> **TEXT BLOCK**

The K23 Orchestra - Whisper of a New Born Ghost


It was only back in 2006 that Nas proclaimed that hip hop was dead. And he was right. As a genre, hip hop had descended from its once esteemed heights of creativity, street grittiness and innovation into a white-washed, super-glossed barren vacuum of producer driven drivel. With real instruments and even the creative use of samples stripped away, replaced by a stunningly vacuous bank of computer-generated tones and beats, each new artist's sound became a carbon copy of whatever the latest focus group determined would sell to the masses and still be able to fit comfortably into the next McDonald's commercial. Hip hop and rap had become consumer-focused, corporate banality. After all, you don't want to offend any of your super-sized Big Mac buyers.

But from the very first funk heavy guitar riff that K23 Orchestra unleashes in "Big in El Portal," you know you're in for something different. Mixing the dynamic soul/funk tones of seventies-era Curtis Mayfield and Issac Hayes with the freaky jazz fusion blowouts of Billy Cobham and Herbie Hancock, K23 take us back to the future of rap/hip hop. Rapping over a fantastic wah-wah guitar, Alfred Howard makes his street weary statement, while the bass and live drums drive the rhythm. The groove-heavy, seventies-era guitar blast of a chorus drives the urgency of Alfred's protests, that he'll wake up, break out of the crime and despair of urban life and make his escape. Fuck, it's been ages since rap/hip hop sounded this urgent.

> **LISTED RECORDS**

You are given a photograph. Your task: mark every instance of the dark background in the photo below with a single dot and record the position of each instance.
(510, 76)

---

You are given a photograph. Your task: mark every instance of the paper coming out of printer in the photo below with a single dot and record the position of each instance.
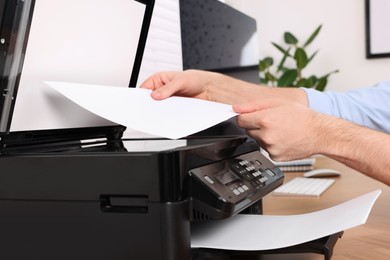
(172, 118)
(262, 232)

---

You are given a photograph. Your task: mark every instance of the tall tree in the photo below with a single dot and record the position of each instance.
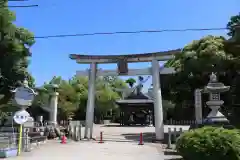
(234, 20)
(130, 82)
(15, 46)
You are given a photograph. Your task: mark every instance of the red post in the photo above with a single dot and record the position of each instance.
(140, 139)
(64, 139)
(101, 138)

> **GIVEN TASK**
Reproduce the entire K23 Orchestra review above word for word.

> **RESULT**
The K23 Orchestra - Whisper of a New Born Ghost


It was only back in 2006 that Nas proclaimed that hip hop was dead. And he was right. As a genre, hip hop had descended from its once esteemed heights of creativity, street grittiness and innovation into a white-washed, super-glossed barren vacuum of producer driven drivel. With real instruments and even the creative use of samples stripped away, replaced by a stunningly vacuous bank of computer-generated tones and beats, each new artist's sound became a carbon copy of whatever the latest focus group determined would sell to the masses and still be able to fit comfortably into the next McDonald's commercial. Hip hop and rap had become consumer-focused, corporate banality. After all, you don't want to offend any of your super-sized Big Mac buyers.

But from the very first funk heavy guitar riff that K23 Orchestra unleashes in "Big in El Portal," you know you're in for something different. Mixing the dynamic soul/funk tones of seventies-era Curtis Mayfield and Issac Hayes with the freaky jazz fusion blowouts of Billy Cobham and Herbie Hancock, K23 take us back to the future of rap/hip hop. Rapping over a fantastic wah-wah guitar, Alfred Howard makes his street weary statement, while the bass and live drums drive the rhythm. The groove-heavy, seventies-era guitar blast of a chorus drives the urgency of Alfred's protests, that he'll wake up, break out of the crime and despair of urban life and make his escape. Fuck, it's been ages since rap/hip hop sounded this urgent.